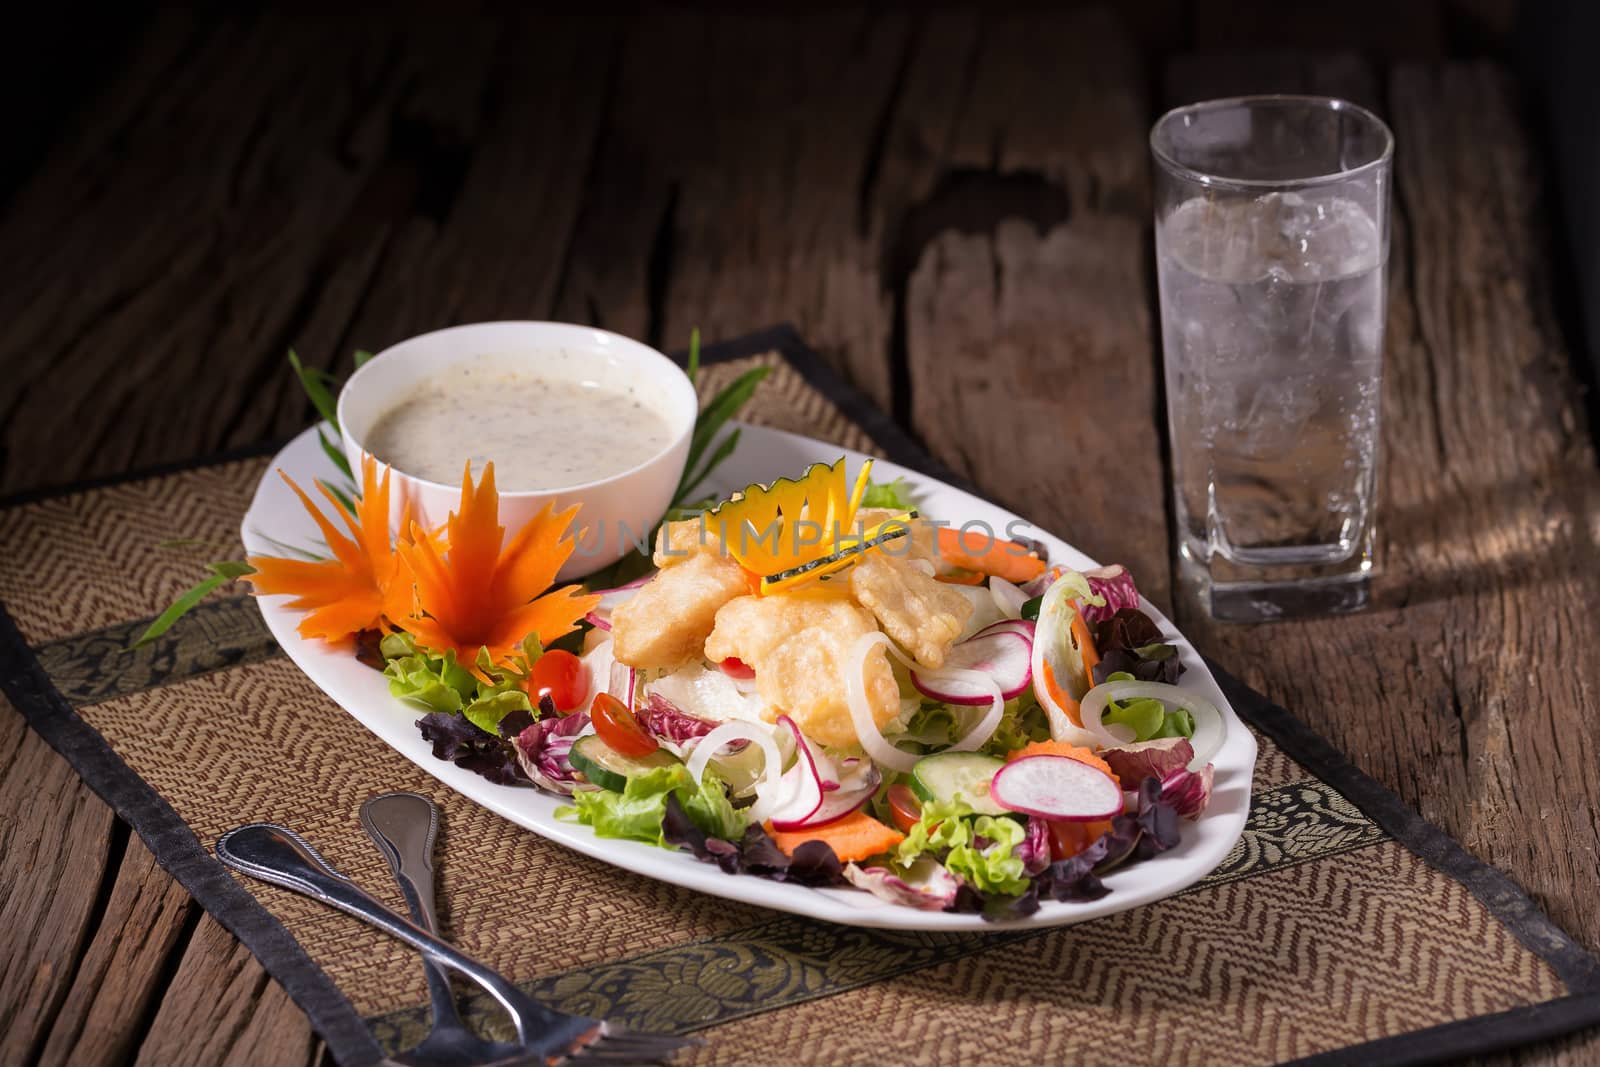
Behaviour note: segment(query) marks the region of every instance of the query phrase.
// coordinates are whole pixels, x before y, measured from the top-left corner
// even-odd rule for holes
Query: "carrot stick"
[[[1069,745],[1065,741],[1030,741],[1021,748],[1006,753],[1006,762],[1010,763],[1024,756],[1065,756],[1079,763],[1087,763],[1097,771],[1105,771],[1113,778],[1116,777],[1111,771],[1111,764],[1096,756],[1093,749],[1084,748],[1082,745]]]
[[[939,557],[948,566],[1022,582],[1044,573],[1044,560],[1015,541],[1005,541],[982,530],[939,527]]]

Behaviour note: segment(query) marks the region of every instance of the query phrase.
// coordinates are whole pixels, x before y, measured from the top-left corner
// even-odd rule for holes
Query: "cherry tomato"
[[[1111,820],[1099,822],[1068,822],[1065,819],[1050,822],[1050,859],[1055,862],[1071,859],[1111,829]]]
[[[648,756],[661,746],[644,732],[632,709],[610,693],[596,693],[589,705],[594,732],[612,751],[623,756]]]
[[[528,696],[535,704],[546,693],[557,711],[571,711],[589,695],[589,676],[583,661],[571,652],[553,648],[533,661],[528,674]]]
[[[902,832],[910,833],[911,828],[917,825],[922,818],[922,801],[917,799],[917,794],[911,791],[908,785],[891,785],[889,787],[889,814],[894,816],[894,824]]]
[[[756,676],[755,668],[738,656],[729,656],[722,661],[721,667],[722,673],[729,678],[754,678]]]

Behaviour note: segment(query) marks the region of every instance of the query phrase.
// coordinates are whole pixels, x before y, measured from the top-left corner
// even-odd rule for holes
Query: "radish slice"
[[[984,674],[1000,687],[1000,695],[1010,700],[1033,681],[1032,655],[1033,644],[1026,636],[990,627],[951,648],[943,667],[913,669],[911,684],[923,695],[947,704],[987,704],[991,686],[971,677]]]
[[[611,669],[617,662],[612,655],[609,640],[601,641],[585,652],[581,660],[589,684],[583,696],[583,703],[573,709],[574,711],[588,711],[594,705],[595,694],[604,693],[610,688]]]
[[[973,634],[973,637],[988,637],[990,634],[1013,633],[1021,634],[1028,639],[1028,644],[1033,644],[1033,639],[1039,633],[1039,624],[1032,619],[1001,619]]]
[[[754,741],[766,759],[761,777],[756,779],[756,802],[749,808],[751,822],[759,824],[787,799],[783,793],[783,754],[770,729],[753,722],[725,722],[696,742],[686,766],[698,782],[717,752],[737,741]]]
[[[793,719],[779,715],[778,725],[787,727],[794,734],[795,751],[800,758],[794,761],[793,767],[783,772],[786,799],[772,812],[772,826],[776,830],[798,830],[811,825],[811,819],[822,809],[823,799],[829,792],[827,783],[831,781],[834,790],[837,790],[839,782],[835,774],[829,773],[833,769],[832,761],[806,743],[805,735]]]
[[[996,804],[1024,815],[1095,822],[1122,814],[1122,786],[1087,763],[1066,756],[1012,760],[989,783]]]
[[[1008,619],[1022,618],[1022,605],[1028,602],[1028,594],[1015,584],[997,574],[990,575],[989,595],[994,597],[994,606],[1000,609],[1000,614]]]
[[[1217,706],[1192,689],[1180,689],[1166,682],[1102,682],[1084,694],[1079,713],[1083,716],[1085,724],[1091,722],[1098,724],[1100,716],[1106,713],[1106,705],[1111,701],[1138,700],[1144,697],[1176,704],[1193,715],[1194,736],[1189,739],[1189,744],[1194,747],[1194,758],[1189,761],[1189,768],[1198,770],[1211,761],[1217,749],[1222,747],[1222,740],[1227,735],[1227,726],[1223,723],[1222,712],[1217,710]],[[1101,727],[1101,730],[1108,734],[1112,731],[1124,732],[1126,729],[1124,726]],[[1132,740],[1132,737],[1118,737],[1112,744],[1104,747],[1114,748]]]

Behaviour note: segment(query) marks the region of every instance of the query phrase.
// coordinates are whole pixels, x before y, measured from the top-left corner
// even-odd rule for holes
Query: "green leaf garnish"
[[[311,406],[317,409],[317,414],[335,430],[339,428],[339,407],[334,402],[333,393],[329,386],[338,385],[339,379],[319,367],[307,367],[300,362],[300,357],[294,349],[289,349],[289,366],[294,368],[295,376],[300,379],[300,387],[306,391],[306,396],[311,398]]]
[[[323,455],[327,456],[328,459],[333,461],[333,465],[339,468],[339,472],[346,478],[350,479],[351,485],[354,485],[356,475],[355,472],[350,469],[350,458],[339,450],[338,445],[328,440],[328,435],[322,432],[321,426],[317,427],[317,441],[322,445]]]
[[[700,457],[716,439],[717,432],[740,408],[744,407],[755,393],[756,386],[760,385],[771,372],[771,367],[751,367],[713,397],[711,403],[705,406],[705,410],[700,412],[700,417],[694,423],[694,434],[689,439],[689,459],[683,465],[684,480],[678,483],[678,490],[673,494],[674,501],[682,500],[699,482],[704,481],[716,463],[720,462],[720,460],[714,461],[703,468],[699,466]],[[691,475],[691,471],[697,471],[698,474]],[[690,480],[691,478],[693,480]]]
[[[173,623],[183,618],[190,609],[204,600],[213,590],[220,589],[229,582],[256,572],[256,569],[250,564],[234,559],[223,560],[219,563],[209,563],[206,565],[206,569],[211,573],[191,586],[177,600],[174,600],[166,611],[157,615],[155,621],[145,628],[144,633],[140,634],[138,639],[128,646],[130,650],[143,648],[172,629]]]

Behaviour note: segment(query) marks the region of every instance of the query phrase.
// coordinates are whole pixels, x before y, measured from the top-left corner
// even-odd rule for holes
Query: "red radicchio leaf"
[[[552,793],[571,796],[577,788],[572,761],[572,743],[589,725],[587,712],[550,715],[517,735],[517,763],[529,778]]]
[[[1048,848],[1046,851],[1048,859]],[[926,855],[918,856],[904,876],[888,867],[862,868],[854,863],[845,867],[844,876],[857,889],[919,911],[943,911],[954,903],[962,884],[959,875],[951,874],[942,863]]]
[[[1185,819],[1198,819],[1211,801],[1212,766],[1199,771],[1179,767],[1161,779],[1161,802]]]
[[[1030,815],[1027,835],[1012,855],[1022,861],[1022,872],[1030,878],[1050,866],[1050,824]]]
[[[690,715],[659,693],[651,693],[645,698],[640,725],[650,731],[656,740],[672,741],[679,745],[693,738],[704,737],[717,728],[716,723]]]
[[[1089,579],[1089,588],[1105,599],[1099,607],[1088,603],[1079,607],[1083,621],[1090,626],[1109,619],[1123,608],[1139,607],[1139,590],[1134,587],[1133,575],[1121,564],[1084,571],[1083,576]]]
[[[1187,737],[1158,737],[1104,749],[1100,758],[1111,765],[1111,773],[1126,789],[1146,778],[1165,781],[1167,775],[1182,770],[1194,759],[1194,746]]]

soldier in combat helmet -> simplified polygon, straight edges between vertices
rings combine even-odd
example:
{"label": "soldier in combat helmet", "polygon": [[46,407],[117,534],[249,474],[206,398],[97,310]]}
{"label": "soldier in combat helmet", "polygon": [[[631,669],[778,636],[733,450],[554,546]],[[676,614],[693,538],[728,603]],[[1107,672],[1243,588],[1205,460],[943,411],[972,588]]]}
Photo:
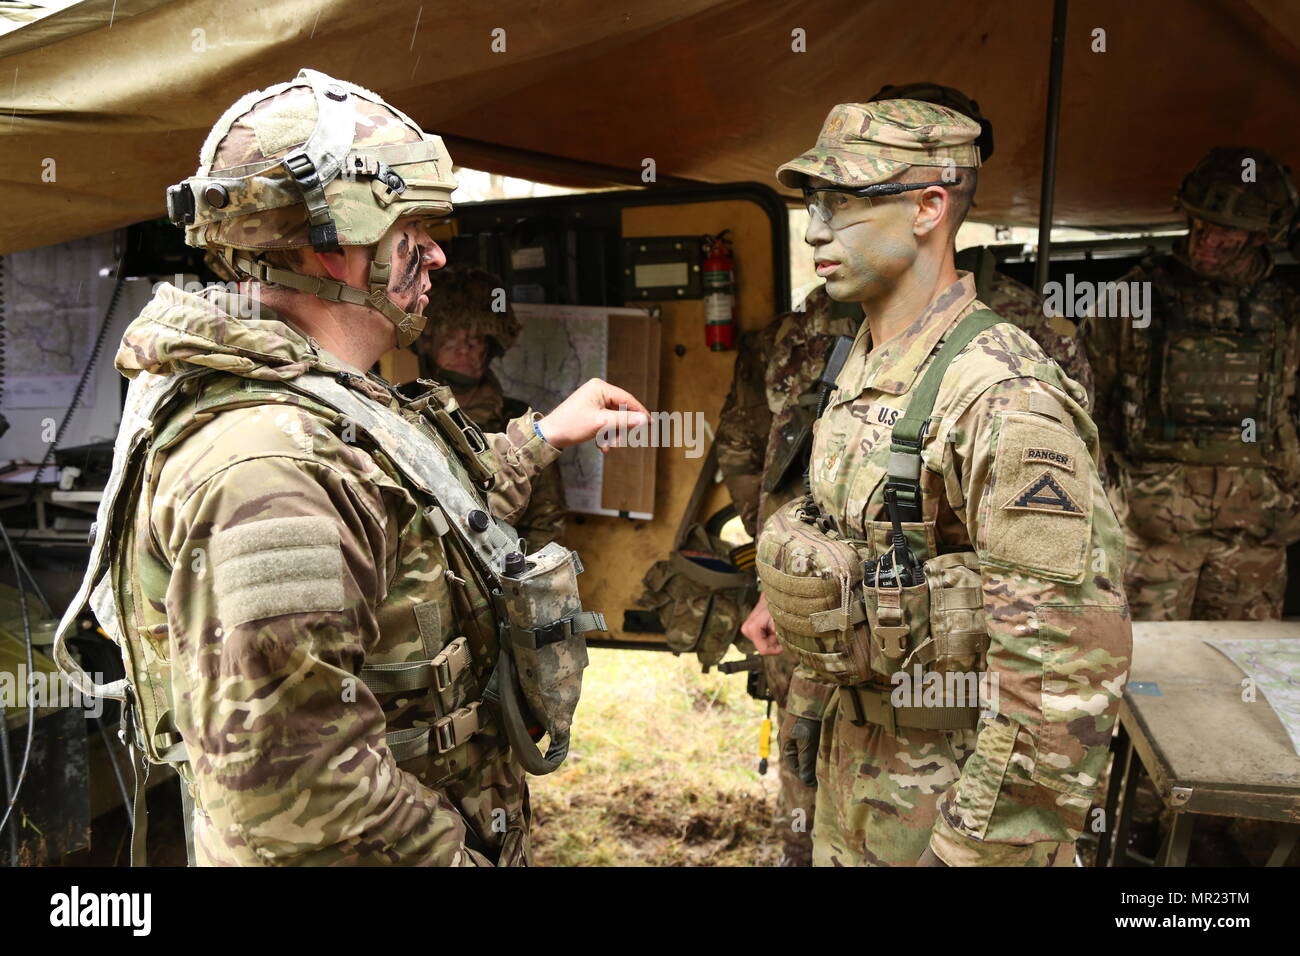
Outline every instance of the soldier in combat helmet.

* **Problem**:
With all pictures omitted, repeat every record above word for word.

* **Solution below**:
Behaviour note: segment(query) marks the region of every instance of the query phrase.
// coordinates are whole pixels, x before y, measured from the top-left corner
// even-odd rule for holes
Query: "carrot stick"
[[[1069,745],[1065,741],[1030,741],[1021,748],[1006,753],[1006,762],[1010,763],[1024,756],[1065,756],[1079,763],[1087,763],[1097,771],[1105,771],[1113,778],[1116,777],[1111,771],[1111,764],[1096,756],[1093,749],[1084,748],[1082,745]]]
[[[939,557],[948,566],[1022,582],[1044,573],[1044,560],[1015,541],[1005,541],[982,530],[939,527]]]

Behaviour note: segment(query) marks the region of every instance of the query phrase.
// coordinates are whole pixels, x before y, measured from the top-left corner
// even-odd rule for holes
Query: "cherry tomato"
[[[1111,820],[1099,822],[1068,822],[1065,819],[1050,822],[1050,859],[1055,862],[1071,859],[1111,829]]]
[[[648,756],[661,746],[644,732],[632,709],[610,693],[596,693],[589,705],[594,732],[612,751],[623,756]]]
[[[528,696],[535,704],[546,693],[557,711],[571,711],[589,695],[589,676],[583,661],[571,652],[553,648],[533,661],[528,674]]]
[[[902,832],[910,833],[911,828],[917,825],[922,818],[922,801],[917,799],[917,794],[911,791],[908,785],[891,785],[889,787],[889,814],[894,816],[894,824]]]
[[[756,676],[755,668],[738,656],[729,656],[722,661],[721,667],[722,673],[729,678],[754,678]]]

Behaviour note: segment(query) marks the region of every instance of the query phrase.
// coordinates are whole pixels, x before y, measured from the top-left corner
// even-odd rule for holes
Query: "radish slice"
[[[984,674],[1000,687],[1000,695],[1010,700],[1033,681],[1032,655],[1033,644],[1026,636],[990,627],[951,648],[943,667],[913,669],[911,684],[923,695],[947,704],[987,704],[991,686],[971,677]]]
[[[611,669],[617,662],[612,655],[609,640],[601,641],[585,652],[581,660],[589,684],[583,696],[583,703],[573,709],[574,711],[588,711],[594,705],[595,694],[604,693],[610,688]]]
[[[973,634],[973,637],[988,637],[990,634],[1013,633],[1021,634],[1028,639],[1028,644],[1033,644],[1033,639],[1039,633],[1039,624],[1032,619],[1001,619]]]
[[[754,741],[766,759],[761,777],[756,779],[756,802],[749,808],[751,822],[759,824],[787,799],[783,793],[783,754],[770,729],[753,722],[725,722],[696,742],[686,766],[698,782],[717,752],[737,741]]]
[[[793,719],[779,715],[778,725],[787,727],[794,734],[795,751],[800,758],[794,761],[793,767],[783,772],[786,799],[772,812],[772,826],[776,830],[798,830],[811,825],[811,819],[822,809],[823,799],[829,792],[827,783],[831,781],[834,790],[837,790],[839,782],[835,774],[829,773],[833,769],[832,761],[806,743],[805,735]]]
[[[996,804],[1024,815],[1095,822],[1122,814],[1122,786],[1087,763],[1066,756],[1012,760],[989,783]]]
[[[1008,619],[1022,618],[1022,605],[1028,602],[1028,594],[1015,584],[997,574],[990,575],[989,595],[994,597],[994,606],[1000,609],[1000,614]]]
[[[1217,706],[1192,689],[1180,689],[1166,682],[1102,682],[1084,694],[1079,713],[1083,716],[1085,724],[1091,722],[1098,724],[1100,716],[1106,713],[1106,705],[1111,701],[1138,700],[1144,697],[1176,704],[1193,715],[1194,736],[1189,739],[1189,744],[1194,747],[1194,758],[1189,761],[1189,768],[1198,770],[1211,761],[1217,749],[1222,747],[1222,740],[1227,735],[1227,726],[1223,723],[1222,712],[1217,710]],[[1101,727],[1101,730],[1108,734],[1112,731],[1124,732],[1126,729],[1124,726]],[[1132,740],[1132,737],[1118,737],[1112,744],[1104,747],[1114,748]]]

Behaviour note: segment(query) marks the region of every instance of the query phrase.
// coordinates are whole pixels, x before y, measured from the top-left corner
// even-odd rule for holes
Query: "green leaf garnish"
[[[311,406],[317,409],[317,414],[335,430],[339,428],[339,407],[334,402],[333,393],[329,386],[338,385],[339,379],[319,367],[307,367],[300,362],[300,357],[294,349],[289,349],[289,366],[294,368],[295,376],[300,379],[300,387],[306,391],[306,396],[311,398]]]
[[[323,455],[327,456],[328,459],[333,461],[333,465],[339,468],[339,472],[346,478],[350,479],[351,485],[354,485],[356,475],[355,472],[350,469],[350,458],[339,450],[338,445],[328,440],[328,435],[322,432],[321,426],[317,427],[317,441],[322,445]]]
[[[700,457],[716,439],[717,432],[740,408],[744,407],[755,393],[756,386],[760,385],[771,372],[771,367],[751,367],[713,397],[711,403],[705,406],[705,410],[700,412],[700,417],[694,423],[694,434],[689,439],[689,459],[683,465],[684,480],[678,483],[678,490],[673,494],[674,501],[682,500],[699,482],[704,481],[716,463],[720,462],[720,460],[714,461],[703,468],[699,466]],[[691,475],[691,471],[697,471],[698,474]],[[690,480],[691,478],[693,480]]]
[[[173,623],[183,618],[190,609],[204,600],[213,590],[220,589],[229,582],[256,572],[256,569],[250,564],[234,559],[223,560],[219,563],[209,563],[206,565],[206,569],[211,573],[191,586],[177,600],[174,600],[166,611],[157,615],[155,621],[145,628],[144,633],[140,634],[138,639],[128,646],[130,650],[143,648],[172,629]]]

Behaviour note: segment(query) marks the region of every instance of the query phrase.
// coordinates are whole pixels, x before y, measured from the top-left corner
// even-odd rule for holes
Query: "red radicchio leaf"
[[[552,793],[571,796],[577,788],[572,761],[572,743],[589,725],[587,712],[550,715],[517,735],[517,763],[529,778]]]
[[[1048,848],[1046,851],[1048,859]],[[926,855],[918,856],[904,876],[888,867],[862,868],[854,863],[845,867],[844,876],[857,889],[919,911],[943,911],[954,903],[962,884],[959,875],[951,874],[942,863]]]
[[[1185,819],[1198,819],[1211,801],[1212,766],[1199,771],[1179,767],[1161,779],[1161,802]]]
[[[1030,815],[1027,835],[1012,855],[1022,861],[1022,872],[1030,878],[1050,866],[1050,824]]]
[[[690,715],[659,693],[651,693],[645,698],[640,725],[650,731],[656,740],[672,741],[679,745],[693,738],[704,737],[717,728],[716,723]]]
[[[1089,579],[1089,588],[1105,599],[1099,607],[1088,603],[1079,607],[1083,621],[1090,626],[1109,619],[1123,608],[1139,607],[1139,590],[1134,587],[1133,575],[1121,564],[1084,571],[1083,576]]]
[[[1187,737],[1158,737],[1104,749],[1100,758],[1111,765],[1111,773],[1126,789],[1146,778],[1165,781],[1167,775],[1182,770],[1194,759],[1194,746]]]

soldier in combat helmet -> simplified polygon, straight edges between vertices
rings combine even-odd
example:
{"label": "soldier in combat helmet", "polygon": [[46,407],[117,534],[249,474],[206,398],[97,310]]}
{"label": "soldier in combat helmet", "polygon": [[[631,669],[778,636],[733,450],[554,546]],[[676,614],[693,538],[728,603]],[[1107,672],[1243,588],[1205,460],[943,411],[972,588]]]}
Photo:
Outline every instance of the soldier in combat helmet.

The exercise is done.